◆ TEXTO BASE
^^^^^^^^

Em rota de crescimento no Brasil, a variante Delta do coronavírus já se tornou predominante em pelo menos 61 países onde respondeu por mais da metade dos casos analisados nas quatro semanas anteriores, conforme apontam registros da plataforma internacional Gisaid atualizados até a sexta-feira (27).
Isso equivale a 43% das nações incluídas nesse banco de dados abastecido por cientistas de todo o mundo, mas o impacto desse avanço apresenta impactos variados.
A análise de alguns países de diferentes regiões onde essa cepa se tornou praticamente exclusiva, como Estados Unidos, Reino Unido, Israel e Austrália, confirma a tendência de aumento de casos e de óbitos após a proliferação da nova variante – mas a dimensão desse crescimento é desigual e parece indicar que depende muito de outros fatores além da vacinação, como medidas preventivas de distanciamento e uso de máscara.
Nesse grupo selecionado de países, o salto de novos casos de covid-19 foi maior em Israel, que demonstra o maior percentual da população completamente vacinada, com 62% dos habitantes imunizados. Ainda assim, a média diária de novos casos por milhão disparou de cerca de oito no começo de maio para mais de 800 ao final deste mês (veja detalhes nos gráficos mais abaixo).
Nos Estados Unidos, no mesmo período, esse patamar saltou de cerca de 150 para mais de 450 novas notificações diárias por milhão com pouco mais da metade dos americanos com esquema vacinal concluído. Uma das hipóteses é de que, com o avanço inicial das aplicações de imunizantes, mas ainda distantes de alcançar a imunidade coletiva, esses países tenham aberto mão rápido demais de outras ações de combate à pandemia, como uso de máscara e distanciamento social.
– Ainda é muito cedo para pensarmos em ter uma vida mais próxima ao que era antes. Mas, apesar do crescimento de casos em lugares como Israel, graças à vacinação não voltamos a ver ainda dados de hospitalizações e óbitos nos patamares pré-vacina. Os Estados Unidos parecem ser um caso um pouco diferente, que precisamos acompanhar – analisa o médico epidemiologista Natan Katz.
A Austrália, que se notabilizou por medidas mais severas de distanciamento ao longo de toda a pandemia, somou 100% das amostras genéticas vinculadas à Delta nas últimas quatro semanas. O número de casos também passou a subir, mas em um patamar 27 vezes inferior ao israelense, por exemplo, mesmo com uma proporção mais baixa de australianos vacinados (25,6%).

^^^^^^^^

◆ INFORMAÇÕES APRESENTADAS
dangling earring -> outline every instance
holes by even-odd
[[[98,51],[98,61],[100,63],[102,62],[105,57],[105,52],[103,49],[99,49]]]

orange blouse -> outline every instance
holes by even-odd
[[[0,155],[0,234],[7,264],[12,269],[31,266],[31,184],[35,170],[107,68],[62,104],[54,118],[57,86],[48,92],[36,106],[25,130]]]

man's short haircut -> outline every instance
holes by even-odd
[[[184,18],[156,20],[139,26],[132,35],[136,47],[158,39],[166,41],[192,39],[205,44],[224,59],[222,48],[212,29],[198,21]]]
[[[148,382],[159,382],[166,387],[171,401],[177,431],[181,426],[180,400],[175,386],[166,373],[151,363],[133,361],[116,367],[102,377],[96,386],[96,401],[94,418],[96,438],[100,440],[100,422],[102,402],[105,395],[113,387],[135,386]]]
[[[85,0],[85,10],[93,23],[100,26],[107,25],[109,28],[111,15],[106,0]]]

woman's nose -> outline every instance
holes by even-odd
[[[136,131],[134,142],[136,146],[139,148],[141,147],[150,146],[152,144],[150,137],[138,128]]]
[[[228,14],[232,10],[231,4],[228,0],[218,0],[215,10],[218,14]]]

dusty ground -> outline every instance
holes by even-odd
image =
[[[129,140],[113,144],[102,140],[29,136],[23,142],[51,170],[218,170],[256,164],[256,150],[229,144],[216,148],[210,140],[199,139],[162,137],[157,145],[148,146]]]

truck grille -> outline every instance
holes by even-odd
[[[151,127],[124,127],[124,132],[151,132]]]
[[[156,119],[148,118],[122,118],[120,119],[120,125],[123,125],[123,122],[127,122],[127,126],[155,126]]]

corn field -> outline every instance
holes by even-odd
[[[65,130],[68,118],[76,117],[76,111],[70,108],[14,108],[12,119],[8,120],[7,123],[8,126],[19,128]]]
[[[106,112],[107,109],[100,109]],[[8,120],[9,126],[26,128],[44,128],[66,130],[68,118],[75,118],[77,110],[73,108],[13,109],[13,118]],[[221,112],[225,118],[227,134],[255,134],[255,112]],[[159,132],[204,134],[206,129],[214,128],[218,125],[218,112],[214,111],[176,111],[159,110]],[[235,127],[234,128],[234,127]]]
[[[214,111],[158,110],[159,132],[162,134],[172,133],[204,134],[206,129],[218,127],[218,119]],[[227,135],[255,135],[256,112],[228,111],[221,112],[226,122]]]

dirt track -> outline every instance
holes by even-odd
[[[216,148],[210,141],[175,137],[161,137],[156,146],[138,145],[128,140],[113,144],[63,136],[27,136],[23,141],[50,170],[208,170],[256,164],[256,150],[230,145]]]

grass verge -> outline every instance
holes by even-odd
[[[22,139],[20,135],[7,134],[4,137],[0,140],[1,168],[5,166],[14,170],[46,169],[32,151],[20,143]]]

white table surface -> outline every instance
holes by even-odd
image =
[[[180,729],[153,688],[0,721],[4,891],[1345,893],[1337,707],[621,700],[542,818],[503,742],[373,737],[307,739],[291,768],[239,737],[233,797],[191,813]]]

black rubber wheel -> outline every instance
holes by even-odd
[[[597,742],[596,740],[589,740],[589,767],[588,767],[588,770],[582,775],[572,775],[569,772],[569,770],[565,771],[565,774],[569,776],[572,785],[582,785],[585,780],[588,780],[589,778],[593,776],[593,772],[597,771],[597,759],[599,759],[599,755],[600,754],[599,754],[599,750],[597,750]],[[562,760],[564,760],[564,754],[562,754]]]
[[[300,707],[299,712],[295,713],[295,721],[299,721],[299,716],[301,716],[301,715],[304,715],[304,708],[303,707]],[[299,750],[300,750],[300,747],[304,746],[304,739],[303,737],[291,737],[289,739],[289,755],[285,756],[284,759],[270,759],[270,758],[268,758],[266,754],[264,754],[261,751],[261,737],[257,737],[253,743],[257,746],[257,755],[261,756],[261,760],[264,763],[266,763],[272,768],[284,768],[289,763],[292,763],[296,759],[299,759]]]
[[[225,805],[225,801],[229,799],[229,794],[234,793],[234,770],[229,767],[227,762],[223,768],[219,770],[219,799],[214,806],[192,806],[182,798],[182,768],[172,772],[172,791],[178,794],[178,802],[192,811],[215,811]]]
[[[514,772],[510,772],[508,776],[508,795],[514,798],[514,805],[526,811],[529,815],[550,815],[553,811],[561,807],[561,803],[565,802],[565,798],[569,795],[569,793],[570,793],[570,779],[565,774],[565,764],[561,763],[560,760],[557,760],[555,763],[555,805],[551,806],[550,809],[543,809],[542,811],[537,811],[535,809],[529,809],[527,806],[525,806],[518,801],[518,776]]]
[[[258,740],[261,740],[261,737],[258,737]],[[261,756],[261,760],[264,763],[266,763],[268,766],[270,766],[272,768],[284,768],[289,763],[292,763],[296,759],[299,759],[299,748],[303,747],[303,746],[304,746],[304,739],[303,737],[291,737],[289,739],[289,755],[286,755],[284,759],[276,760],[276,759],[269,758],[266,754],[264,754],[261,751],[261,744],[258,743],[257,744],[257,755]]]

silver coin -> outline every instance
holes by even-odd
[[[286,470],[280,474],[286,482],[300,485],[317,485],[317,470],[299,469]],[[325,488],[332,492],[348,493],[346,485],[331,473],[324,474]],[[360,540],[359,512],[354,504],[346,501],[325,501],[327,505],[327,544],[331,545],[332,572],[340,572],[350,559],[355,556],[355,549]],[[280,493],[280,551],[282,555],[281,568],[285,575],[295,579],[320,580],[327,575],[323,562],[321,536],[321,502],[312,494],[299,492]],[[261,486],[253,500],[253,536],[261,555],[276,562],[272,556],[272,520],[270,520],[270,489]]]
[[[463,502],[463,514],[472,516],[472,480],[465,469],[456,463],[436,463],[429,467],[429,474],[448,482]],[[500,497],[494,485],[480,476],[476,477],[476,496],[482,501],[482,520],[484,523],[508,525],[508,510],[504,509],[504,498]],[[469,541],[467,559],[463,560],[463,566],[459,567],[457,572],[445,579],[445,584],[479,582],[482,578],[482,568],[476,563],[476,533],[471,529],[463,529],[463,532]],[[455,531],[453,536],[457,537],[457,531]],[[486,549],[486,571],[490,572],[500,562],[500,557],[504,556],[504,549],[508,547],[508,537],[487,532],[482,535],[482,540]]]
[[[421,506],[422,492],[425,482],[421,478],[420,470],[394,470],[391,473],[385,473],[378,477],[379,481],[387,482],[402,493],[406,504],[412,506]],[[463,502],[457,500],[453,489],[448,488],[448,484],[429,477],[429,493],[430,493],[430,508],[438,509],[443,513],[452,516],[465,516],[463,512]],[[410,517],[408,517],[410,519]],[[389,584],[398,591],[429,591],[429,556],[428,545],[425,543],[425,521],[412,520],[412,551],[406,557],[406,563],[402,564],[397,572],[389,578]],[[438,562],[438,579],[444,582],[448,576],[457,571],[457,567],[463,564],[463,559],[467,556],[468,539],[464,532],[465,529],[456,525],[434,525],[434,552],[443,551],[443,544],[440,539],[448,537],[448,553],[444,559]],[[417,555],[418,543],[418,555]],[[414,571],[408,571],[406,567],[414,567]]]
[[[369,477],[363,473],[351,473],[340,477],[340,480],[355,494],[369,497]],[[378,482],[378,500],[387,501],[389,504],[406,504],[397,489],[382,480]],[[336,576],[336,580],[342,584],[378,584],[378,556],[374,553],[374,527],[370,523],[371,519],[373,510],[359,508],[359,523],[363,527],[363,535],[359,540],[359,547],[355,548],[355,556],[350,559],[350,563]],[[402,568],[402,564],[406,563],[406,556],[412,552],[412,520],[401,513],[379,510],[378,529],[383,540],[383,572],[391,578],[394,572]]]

^^^^^^^^

◆ EXERCÍCIOS PROPOSTOS
• a. Segundo o texto sobre a variante Delta, qual percentual da população de Israel está completamente vacinado?
• b. Altere o trecho do texto sobre a variante Delta que vai de "Nos Estados Unidos, no" a "epidemiologista Natan Katz.", substituindo "Estados Unidos" por "EUA".
• c. Reescreva de forma mais concisa o parágrafo do texto sobre a variante Delta que começa com "A Austrália, que se notabilizou", mantendo seus fatos principais.
Responda com base somente no texto sobre a variante Delta.

◆ RESPOSTAS ESPERADAS
• a. 62% dos habitantes.

• b.
Nos EUA, no mesmo período, esse patamar saltou de cerca de 150 para mais de 450 novas notificações diárias por milhão com pouco mais da metade dos americanos com esquema vacinal concluído. Uma das hipóteses é de que, com o avanço inicial das aplicações de imunizantes, mas ainda distantes de alcançar a imunidade coletiva, esses países tenham aberto mão rápido demais de outras ações de combate à pandemia, como uso de máscara e distanciamento social.
– Ainda é muito cedo para pensarmos em ter uma vida mais próxima ao que era antes. Mas, apesar do crescimento de casos em lugares como Israel, graças à vacinação não voltamos a ver ainda dados de hospitalizações e óbitos nos patamares pré-vacina. Os EUA parecem ser um caso um pouco diferente, que precisamos acompanhar – analisa o médico epidemiologista Natan Katz.

• c. A Austrália, conhecida por medidas mais severas de distanciamento ao longo de toda a pandemia, teve 100% das amostras genéticas ligadas à Delta nas últimas quatro semanas. Os casos também subiram, mas em um patamar 27 vezes inferior ao israelense, mesmo com uma proporção menor de vacinados (25,6%).